**Aim**
Rewrite the entries from the line with "Query: green leaf" to the line with "139), (1045, 127)]", changing "green leaf" to "yellow leaf" and leaving everything else as it is.

— BEGIN The data —

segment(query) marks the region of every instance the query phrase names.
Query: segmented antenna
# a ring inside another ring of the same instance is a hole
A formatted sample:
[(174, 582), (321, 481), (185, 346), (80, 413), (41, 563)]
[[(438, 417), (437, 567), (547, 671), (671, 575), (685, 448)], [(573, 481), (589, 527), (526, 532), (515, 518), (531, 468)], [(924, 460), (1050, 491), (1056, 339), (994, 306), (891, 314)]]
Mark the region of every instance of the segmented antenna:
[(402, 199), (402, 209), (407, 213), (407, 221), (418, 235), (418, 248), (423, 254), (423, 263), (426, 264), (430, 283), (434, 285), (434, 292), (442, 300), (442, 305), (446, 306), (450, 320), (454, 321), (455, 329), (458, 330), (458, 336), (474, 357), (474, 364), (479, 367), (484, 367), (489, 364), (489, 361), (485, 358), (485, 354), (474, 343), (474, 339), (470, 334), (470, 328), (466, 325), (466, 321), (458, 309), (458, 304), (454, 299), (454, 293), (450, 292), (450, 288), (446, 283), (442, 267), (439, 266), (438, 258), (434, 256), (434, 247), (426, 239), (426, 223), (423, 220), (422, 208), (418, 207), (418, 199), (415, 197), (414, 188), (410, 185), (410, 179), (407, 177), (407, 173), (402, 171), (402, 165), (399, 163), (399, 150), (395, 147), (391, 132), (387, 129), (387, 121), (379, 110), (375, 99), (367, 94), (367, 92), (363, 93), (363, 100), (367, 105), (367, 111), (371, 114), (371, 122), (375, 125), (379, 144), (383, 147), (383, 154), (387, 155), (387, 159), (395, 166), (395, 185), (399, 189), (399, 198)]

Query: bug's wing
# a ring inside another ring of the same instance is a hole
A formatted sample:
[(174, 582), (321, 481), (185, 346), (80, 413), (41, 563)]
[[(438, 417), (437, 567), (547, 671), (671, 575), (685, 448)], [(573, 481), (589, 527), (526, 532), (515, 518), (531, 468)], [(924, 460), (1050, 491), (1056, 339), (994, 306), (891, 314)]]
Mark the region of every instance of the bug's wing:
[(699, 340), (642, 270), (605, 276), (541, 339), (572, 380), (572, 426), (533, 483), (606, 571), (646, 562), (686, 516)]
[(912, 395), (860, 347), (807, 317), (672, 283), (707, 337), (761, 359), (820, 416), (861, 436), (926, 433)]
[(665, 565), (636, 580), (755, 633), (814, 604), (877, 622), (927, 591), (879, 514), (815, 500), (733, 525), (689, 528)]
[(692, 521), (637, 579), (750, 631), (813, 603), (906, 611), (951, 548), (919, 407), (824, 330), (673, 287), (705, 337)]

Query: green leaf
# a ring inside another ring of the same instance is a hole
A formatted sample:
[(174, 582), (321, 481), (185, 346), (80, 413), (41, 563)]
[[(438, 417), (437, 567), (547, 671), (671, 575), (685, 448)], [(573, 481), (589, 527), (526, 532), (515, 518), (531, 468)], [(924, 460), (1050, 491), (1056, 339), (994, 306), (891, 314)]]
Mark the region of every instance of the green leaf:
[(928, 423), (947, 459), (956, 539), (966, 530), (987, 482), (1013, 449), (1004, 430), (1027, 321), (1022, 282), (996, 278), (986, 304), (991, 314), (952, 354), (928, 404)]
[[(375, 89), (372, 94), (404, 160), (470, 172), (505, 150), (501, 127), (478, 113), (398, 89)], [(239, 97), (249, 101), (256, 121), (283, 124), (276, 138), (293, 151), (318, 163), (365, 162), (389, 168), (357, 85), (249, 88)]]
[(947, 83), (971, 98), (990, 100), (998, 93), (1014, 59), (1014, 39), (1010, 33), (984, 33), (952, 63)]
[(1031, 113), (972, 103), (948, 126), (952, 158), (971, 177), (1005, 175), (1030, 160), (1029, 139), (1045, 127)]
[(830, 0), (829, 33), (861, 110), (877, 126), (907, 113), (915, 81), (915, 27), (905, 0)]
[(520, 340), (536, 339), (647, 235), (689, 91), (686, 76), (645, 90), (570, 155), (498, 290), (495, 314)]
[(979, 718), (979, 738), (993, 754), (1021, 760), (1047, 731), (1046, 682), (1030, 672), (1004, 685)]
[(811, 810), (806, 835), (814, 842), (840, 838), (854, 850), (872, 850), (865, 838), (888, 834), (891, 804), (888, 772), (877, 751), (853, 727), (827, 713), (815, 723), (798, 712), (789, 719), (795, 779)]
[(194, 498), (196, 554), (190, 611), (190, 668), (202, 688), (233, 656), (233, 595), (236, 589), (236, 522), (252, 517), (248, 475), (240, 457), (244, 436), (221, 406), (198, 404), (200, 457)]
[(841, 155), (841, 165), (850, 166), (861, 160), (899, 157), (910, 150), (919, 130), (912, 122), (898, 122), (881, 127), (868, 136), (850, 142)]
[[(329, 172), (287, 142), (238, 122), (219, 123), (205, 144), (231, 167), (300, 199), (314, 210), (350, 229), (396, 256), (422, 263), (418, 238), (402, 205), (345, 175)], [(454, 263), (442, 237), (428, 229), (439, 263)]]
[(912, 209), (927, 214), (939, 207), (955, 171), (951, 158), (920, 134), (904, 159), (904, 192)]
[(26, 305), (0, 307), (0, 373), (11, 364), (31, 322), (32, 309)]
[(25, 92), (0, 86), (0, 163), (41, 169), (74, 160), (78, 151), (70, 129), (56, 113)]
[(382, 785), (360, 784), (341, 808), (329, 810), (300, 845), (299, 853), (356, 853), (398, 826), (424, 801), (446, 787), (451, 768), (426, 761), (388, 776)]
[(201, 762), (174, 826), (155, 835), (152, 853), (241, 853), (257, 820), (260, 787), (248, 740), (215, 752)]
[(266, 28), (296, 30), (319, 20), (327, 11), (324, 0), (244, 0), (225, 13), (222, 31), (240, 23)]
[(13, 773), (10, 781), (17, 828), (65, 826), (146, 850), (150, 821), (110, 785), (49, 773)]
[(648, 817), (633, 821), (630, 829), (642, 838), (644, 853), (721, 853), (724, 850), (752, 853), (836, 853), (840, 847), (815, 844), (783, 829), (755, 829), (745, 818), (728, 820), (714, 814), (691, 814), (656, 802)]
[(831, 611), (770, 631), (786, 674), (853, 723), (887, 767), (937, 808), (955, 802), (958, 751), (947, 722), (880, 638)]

— END The data —

**Result**
Query: yellow leaf
# a ring inside another ring of the same instance is a hole
A formatted sample:
[(174, 582), (321, 481), (185, 346), (80, 413), (41, 563)]
[[(438, 417), (437, 567), (547, 671), (671, 575), (685, 448)], [(573, 481), (589, 527), (526, 532), (515, 518), (531, 468)], [(924, 460), (1050, 491), (1056, 339), (994, 306), (891, 314)]]
Mark the region of every instance of the yellow leaf:
[(928, 423), (947, 459), (956, 539), (966, 530), (987, 482), (1013, 449), (1004, 430), (1027, 321), (1022, 282), (996, 278), (986, 304), (991, 314), (952, 354), (928, 404)]
[[(375, 89), (372, 94), (404, 160), (470, 172), (505, 150), (501, 127), (478, 113), (398, 89)], [(239, 97), (249, 101), (256, 121), (283, 124), (276, 138), (293, 151), (318, 163), (365, 162), (389, 168), (357, 85), (249, 88)]]
[(947, 83), (971, 98), (990, 100), (998, 93), (1014, 59), (1014, 39), (1010, 33), (984, 33), (952, 63)]
[(1031, 113), (972, 103), (948, 126), (952, 158), (971, 177), (1005, 175), (1030, 160), (1029, 139), (1045, 127)]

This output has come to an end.